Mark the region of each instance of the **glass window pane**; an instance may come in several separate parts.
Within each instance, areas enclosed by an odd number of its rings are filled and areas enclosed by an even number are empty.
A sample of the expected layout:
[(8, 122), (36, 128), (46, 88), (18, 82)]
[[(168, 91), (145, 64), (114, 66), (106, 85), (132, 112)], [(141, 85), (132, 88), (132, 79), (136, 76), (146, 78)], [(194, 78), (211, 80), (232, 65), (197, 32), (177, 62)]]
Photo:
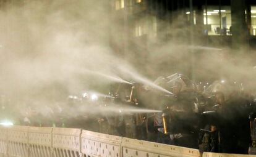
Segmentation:
[(252, 35), (256, 36), (256, 6), (252, 6), (250, 9), (250, 12), (252, 14)]

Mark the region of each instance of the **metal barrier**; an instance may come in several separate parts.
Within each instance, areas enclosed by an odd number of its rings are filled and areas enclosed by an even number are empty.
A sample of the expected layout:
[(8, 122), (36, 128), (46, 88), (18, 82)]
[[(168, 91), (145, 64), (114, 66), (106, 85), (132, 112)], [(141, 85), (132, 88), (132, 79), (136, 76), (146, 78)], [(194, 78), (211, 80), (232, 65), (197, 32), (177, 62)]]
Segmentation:
[(53, 128), (53, 156), (79, 157), (81, 133), (80, 129)]
[(203, 157), (256, 157), (256, 155), (203, 153)]
[[(0, 127), (1, 157), (200, 157), (198, 150), (82, 131)], [(203, 153), (203, 157), (256, 157)]]
[(28, 129), (29, 156), (52, 156), (51, 127), (30, 127)]
[(7, 128), (7, 156), (28, 156), (28, 127)]
[(83, 156), (121, 157), (121, 137), (83, 131), (82, 153)]
[(198, 150), (123, 138), (122, 157), (200, 157)]

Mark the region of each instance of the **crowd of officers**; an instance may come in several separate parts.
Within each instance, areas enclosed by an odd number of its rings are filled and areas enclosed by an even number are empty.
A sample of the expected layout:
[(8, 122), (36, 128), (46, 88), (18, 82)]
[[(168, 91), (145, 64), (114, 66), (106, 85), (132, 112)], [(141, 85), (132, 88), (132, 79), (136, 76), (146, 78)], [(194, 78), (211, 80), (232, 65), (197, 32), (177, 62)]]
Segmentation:
[[(141, 84), (117, 84), (111, 86), (109, 97), (88, 105), (101, 112), (87, 112), (72, 118), (66, 116), (58, 122), (61, 114), (54, 113), (56, 117), (41, 120), (49, 124), (30, 121), (29, 124), (82, 128), (201, 152), (256, 154), (256, 99), (242, 83), (220, 80), (195, 84), (175, 74), (160, 77), (154, 84), (171, 92)], [(89, 98), (83, 99), (87, 102)], [(73, 103), (67, 113), (82, 105)], [(122, 110), (117, 112), (119, 107)], [(25, 118), (23, 123), (41, 116), (37, 117)]]
[(114, 101), (157, 111), (106, 116), (98, 120), (100, 132), (201, 152), (255, 154), (255, 99), (242, 83), (195, 84), (181, 74), (155, 83), (173, 95), (142, 84), (123, 85)]

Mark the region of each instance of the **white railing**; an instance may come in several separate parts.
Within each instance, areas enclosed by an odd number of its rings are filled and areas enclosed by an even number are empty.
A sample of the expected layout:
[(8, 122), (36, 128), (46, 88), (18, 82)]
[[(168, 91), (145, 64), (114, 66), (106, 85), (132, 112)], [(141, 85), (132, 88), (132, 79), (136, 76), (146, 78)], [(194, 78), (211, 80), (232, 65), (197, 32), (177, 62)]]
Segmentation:
[[(27, 126), (0, 127), (0, 156), (1, 157), (200, 157), (201, 156), (199, 151), (196, 149), (131, 139), (80, 129)], [(252, 156), (203, 153), (202, 156)]]

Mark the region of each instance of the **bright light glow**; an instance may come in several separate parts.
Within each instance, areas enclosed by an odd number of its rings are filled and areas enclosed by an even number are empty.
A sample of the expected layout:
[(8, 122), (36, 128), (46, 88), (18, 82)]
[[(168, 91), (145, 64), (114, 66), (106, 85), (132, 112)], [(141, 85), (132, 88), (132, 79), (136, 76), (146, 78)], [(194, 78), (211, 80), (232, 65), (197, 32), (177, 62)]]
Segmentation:
[(83, 93), (83, 98), (88, 97), (88, 94), (87, 93)]
[(11, 126), (14, 125), (14, 123), (9, 121), (5, 121), (2, 123), (0, 123), (0, 125), (4, 126)]
[(92, 95), (91, 99), (92, 100), (98, 100), (98, 96), (96, 94)]
[[(213, 10), (213, 12), (219, 12), (219, 10)], [(226, 10), (221, 10), (221, 12), (226, 12)]]
[(207, 14), (209, 15), (209, 14), (219, 14), (219, 12), (207, 12)]

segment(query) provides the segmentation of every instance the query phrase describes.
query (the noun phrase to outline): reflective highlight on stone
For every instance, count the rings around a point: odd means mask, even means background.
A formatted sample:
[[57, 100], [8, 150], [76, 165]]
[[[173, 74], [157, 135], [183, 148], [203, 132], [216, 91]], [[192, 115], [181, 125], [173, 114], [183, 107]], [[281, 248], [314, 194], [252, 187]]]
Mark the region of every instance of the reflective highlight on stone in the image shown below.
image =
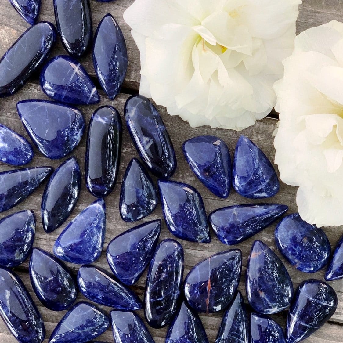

────────────────

◆ Work to be completed
Copy every one of the entries above verbatim, omitting the pictures from your reproduction.

◆ Response to the exercise
Mark the region of each instance of the **glass window pane**; an instance may come in several separate parts.
Within each instance, areas enclosed by an odd number of its rings are filled and areas enclosed by an even number are empty.
A sample of the expected layout:
[(8, 122), (36, 128), (46, 88), (18, 82)]
[[(168, 91), (145, 64), (114, 66), (106, 85), (132, 112)], [(141, 85), (132, 88), (132, 79), (136, 76), (146, 78)], [(194, 78), (211, 80), (232, 65), (197, 32), (177, 62)]]
Photo:
Segmentation:
[(252, 35), (256, 36), (256, 6), (252, 6), (250, 9), (250, 12), (252, 14)]

Mark the region of each instance of the **metal barrier**; an instance may come in several separate parts.
Within each instance, areas enclosed by an odd number of its rings are filled and areas enclosed by an even number are empty.
A sample of the expected layout:
[(8, 122), (36, 128), (46, 88), (18, 82)]
[[(168, 91), (145, 64), (114, 66), (106, 85), (132, 112)], [(141, 85), (132, 88), (132, 79), (136, 76), (146, 78)], [(194, 78), (211, 80), (232, 65), (197, 32), (177, 62)]]
Segmentation:
[(53, 128), (53, 156), (79, 157), (81, 133), (80, 129)]
[(203, 157), (256, 157), (256, 155), (203, 153)]
[[(0, 127), (1, 157), (200, 157), (198, 150), (82, 131)], [(203, 153), (203, 157), (256, 157)]]
[(28, 129), (29, 156), (52, 156), (51, 127), (30, 127)]
[(7, 128), (7, 156), (28, 156), (28, 127)]
[(83, 156), (121, 157), (121, 137), (83, 131), (82, 153)]
[(198, 150), (123, 138), (122, 157), (200, 157)]

Mark the region of each instance of the **crowd of officers**; an instance may come in several separate parts.
Within each instance, areas enclosed by an odd number of its rings are filled and areas enclosed by an even number are empty.
A sample of the expected layout:
[(8, 122), (36, 128), (46, 88), (18, 82)]
[[(168, 91), (145, 64), (114, 66), (106, 85), (132, 112)], [(141, 85), (132, 88), (132, 79), (136, 76), (146, 78)], [(194, 78), (211, 80), (232, 65), (197, 32), (177, 62)]]
Segmentation:
[[(141, 84), (117, 84), (111, 86), (109, 97), (88, 105), (101, 112), (87, 112), (72, 118), (66, 116), (58, 122), (61, 114), (54, 113), (56, 117), (41, 120), (49, 124), (30, 121), (29, 124), (82, 128), (201, 152), (256, 154), (256, 99), (242, 83), (220, 80), (195, 84), (175, 74), (160, 77), (154, 84), (171, 92)], [(89, 98), (83, 99), (87, 102)], [(73, 103), (67, 113), (82, 105)], [(122, 110), (117, 112), (119, 107)], [(25, 118), (23, 123), (41, 116), (37, 117)]]
[(114, 101), (157, 111), (106, 116), (98, 120), (100, 132), (201, 152), (255, 154), (255, 99), (242, 83), (195, 84), (181, 74), (155, 83), (173, 95), (142, 84), (123, 85)]

Mark the region of each instance of the **white railing**; an instance may come in several separate parts.
Within each instance, areas enclosed by an odd number of its rings are filled and areas enclosed by an even number are empty.
A sample of the expected layout:
[(8, 122), (36, 128), (46, 88), (18, 82)]
[[(168, 91), (145, 64), (114, 66), (106, 85), (132, 112)], [(141, 85), (132, 88), (132, 79), (136, 76), (146, 78)], [(194, 78), (211, 80), (232, 65), (197, 32), (177, 62)]]
Segmentation:
[[(27, 126), (0, 127), (0, 156), (1, 157), (200, 157), (201, 156), (199, 151), (196, 149), (131, 139), (80, 129)], [(252, 156), (203, 153), (202, 156)]]

Mark the region of each instance of the **bright light glow**; an instance may come in several separate parts.
Within each instance, areas enclosed by an odd number of its rings are filled and areas enclosed by an even number are empty.
A sample of the expected layout:
[(8, 122), (36, 128), (46, 88), (18, 82)]
[[(168, 91), (145, 64), (114, 66), (106, 85), (132, 112)], [(141, 85), (132, 88), (132, 79), (136, 76), (146, 78)], [(194, 78), (211, 80), (232, 65), (197, 32), (177, 62)]]
Segmentation:
[(83, 93), (83, 98), (88, 97), (88, 94), (87, 93)]
[(11, 126), (14, 125), (14, 123), (9, 121), (5, 121), (2, 123), (0, 123), (0, 125), (4, 126)]
[(92, 95), (91, 99), (92, 100), (98, 100), (98, 96), (96, 94)]
[[(213, 10), (213, 12), (219, 12), (219, 10)], [(226, 10), (221, 10), (221, 12), (226, 12)]]
[(207, 14), (209, 15), (209, 14), (219, 14), (219, 12), (207, 12)]

segment(query) provides the segmentation of every instance the query phrase describes.
query (the noun phrase to outline): reflective highlight on stone
For every instance, count the rings around a point: odd means mask, even means background.
A formatted sample:
[[57, 100], [8, 150], [76, 165]]
[[[173, 74], [157, 135], [183, 148], [203, 132], [216, 91]], [[192, 115], [181, 125], [173, 114], [183, 107]], [[281, 248], [314, 194], [252, 187]]]
Mark the region of every instance of the reflective highlight on stone in the image shown below.
image =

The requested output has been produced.